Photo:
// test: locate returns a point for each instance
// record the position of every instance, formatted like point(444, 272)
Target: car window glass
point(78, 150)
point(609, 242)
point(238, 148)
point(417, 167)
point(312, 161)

....

Instructions to follow: Please output the data above again line for line, with no changes.

Finished task:
Photo:
// test: locate returns a point for each instance
// record the position of every instance, formatted like point(444, 272)
Target: car window glass
point(78, 150)
point(609, 242)
point(238, 148)
point(417, 167)
point(312, 161)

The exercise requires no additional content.